TASK TO CARRY OUT: Return every line of the data below that contains the word "young".

RECORDS PROVIDED:
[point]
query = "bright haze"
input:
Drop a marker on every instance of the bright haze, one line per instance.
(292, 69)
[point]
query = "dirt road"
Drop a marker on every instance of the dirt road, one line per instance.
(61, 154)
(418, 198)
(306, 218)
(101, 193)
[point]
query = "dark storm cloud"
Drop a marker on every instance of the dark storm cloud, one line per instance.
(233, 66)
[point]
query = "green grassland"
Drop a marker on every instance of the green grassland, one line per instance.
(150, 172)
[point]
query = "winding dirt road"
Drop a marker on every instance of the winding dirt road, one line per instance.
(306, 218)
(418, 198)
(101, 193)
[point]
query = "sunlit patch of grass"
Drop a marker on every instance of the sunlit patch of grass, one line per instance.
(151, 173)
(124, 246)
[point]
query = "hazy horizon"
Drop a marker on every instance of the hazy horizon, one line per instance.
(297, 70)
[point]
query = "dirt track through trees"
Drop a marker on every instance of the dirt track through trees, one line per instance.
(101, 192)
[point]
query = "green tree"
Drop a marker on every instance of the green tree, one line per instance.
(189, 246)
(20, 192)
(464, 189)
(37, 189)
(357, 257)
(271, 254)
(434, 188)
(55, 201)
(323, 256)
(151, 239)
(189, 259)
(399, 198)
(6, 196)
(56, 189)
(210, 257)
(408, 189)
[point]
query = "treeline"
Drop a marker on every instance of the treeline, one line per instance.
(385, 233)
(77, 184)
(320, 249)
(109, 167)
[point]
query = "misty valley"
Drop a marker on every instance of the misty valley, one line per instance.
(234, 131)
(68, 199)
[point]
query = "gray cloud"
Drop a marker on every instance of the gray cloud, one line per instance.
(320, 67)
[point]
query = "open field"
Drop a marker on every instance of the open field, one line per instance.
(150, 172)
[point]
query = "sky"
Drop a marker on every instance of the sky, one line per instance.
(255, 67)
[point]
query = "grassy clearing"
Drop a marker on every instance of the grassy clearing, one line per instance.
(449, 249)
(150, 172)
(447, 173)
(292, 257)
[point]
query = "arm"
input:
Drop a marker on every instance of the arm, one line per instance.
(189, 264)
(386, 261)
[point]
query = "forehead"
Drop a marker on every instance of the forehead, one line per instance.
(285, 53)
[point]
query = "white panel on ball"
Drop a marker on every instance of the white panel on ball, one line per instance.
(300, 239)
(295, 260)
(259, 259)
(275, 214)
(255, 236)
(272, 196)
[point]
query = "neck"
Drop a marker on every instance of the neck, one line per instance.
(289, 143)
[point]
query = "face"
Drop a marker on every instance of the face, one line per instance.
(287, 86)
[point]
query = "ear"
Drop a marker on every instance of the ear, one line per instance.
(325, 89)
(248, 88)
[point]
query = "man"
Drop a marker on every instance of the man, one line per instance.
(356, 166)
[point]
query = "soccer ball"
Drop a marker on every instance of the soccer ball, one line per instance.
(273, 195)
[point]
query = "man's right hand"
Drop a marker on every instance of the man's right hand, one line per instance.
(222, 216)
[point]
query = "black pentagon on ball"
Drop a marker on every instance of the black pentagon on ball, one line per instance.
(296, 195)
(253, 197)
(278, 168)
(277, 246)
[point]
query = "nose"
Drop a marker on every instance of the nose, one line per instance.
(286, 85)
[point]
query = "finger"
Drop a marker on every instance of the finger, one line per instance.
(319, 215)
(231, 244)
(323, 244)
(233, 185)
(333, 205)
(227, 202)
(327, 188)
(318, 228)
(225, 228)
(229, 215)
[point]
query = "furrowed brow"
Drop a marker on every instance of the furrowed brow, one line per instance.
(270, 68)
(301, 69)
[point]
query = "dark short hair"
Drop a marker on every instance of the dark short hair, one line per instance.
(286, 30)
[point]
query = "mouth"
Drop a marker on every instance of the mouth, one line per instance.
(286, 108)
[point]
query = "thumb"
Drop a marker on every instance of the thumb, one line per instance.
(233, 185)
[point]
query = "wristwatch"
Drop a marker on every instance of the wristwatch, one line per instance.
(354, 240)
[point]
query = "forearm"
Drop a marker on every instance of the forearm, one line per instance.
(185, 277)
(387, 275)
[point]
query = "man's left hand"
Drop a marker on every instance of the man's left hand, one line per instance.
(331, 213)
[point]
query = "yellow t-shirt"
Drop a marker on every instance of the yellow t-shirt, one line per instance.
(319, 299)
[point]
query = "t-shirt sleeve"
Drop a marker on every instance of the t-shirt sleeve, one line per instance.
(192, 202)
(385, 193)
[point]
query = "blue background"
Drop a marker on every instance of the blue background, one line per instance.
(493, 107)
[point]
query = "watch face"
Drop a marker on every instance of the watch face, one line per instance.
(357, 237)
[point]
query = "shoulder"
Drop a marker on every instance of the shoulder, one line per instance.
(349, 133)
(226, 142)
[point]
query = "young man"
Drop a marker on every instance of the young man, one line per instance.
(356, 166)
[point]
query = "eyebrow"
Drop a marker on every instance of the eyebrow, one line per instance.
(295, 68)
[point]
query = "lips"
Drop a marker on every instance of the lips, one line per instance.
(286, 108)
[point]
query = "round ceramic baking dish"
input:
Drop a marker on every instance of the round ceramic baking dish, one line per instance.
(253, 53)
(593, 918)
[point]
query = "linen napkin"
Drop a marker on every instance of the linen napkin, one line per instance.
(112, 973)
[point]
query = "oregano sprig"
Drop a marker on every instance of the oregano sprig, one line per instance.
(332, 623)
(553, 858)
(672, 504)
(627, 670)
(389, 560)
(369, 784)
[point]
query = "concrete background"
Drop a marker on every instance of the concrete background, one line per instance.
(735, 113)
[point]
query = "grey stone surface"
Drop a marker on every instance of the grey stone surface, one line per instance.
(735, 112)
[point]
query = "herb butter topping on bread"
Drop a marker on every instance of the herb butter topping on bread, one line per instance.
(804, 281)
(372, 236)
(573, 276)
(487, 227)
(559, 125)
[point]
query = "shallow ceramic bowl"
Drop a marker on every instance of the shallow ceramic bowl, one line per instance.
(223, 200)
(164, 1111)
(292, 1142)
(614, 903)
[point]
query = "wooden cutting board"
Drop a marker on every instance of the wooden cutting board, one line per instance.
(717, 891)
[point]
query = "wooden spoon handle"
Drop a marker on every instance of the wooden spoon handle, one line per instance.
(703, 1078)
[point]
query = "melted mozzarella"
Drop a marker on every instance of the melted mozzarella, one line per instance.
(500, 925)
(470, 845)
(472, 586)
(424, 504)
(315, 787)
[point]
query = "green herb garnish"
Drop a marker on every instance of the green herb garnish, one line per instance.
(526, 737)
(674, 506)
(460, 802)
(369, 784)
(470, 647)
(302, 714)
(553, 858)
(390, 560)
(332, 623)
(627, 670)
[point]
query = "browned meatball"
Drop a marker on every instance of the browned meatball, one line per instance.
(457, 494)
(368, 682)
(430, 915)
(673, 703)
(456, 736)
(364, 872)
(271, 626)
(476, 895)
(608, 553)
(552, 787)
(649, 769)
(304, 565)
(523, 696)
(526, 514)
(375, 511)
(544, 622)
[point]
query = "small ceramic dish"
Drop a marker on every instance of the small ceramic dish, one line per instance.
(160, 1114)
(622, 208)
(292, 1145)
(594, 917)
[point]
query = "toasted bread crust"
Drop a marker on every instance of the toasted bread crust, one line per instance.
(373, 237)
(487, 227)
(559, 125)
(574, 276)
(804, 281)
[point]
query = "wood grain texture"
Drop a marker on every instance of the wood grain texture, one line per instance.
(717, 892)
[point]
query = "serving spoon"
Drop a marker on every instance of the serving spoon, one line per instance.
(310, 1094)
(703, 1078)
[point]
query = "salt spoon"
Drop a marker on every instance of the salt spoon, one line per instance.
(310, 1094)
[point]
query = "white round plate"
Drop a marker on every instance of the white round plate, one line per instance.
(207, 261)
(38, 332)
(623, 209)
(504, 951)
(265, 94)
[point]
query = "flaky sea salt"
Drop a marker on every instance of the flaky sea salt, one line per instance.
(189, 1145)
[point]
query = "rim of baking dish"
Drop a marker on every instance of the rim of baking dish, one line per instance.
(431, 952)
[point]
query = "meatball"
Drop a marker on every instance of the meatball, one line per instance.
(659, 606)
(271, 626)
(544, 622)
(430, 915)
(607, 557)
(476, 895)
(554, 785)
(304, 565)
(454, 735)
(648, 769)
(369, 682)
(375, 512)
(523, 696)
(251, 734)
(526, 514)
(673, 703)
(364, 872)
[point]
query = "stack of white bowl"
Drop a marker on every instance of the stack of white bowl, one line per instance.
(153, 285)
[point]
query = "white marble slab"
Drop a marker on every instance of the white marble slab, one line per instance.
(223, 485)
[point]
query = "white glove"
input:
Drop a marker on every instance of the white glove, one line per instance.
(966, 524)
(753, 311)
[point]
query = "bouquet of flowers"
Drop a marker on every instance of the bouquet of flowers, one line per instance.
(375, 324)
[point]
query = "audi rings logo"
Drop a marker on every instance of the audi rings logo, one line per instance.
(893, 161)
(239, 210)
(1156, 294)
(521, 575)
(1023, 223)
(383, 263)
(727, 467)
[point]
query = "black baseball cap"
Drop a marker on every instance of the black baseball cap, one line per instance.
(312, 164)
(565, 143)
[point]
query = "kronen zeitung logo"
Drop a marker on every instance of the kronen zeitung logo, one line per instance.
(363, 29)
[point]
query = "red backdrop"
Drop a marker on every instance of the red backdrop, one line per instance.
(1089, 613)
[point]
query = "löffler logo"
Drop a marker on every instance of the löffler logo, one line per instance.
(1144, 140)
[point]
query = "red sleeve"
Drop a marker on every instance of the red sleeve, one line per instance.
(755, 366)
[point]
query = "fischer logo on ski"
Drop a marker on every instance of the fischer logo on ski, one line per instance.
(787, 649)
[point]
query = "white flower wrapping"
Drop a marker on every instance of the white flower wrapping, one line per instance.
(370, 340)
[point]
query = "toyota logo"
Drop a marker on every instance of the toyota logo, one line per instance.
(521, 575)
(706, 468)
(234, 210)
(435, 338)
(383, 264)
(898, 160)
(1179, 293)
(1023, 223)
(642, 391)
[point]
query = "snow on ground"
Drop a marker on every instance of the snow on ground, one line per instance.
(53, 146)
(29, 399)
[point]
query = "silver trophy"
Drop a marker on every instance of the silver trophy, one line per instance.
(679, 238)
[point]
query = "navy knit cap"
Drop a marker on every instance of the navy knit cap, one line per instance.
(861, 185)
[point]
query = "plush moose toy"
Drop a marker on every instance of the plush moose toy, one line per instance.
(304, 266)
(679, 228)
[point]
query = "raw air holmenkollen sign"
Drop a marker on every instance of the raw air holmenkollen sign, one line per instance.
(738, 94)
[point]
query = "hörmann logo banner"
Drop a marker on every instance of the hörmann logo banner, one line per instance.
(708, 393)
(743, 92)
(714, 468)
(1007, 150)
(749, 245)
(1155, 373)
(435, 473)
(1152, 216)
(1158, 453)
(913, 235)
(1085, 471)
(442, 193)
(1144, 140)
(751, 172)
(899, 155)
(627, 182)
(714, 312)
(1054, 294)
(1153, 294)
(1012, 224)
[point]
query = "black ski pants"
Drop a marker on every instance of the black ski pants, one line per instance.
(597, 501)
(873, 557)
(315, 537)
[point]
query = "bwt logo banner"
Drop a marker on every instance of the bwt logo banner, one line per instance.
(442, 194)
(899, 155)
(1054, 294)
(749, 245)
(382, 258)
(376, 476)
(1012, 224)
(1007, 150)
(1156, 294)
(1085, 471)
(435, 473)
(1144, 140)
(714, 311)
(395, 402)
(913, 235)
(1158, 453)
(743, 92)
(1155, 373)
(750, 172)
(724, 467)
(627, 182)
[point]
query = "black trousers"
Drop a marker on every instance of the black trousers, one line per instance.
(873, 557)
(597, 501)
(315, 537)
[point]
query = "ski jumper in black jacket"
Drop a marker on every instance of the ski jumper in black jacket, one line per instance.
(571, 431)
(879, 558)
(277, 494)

RIGHT ANSWER:
query = "young man"
Drop a marker on every instance of the young man, one line per instance.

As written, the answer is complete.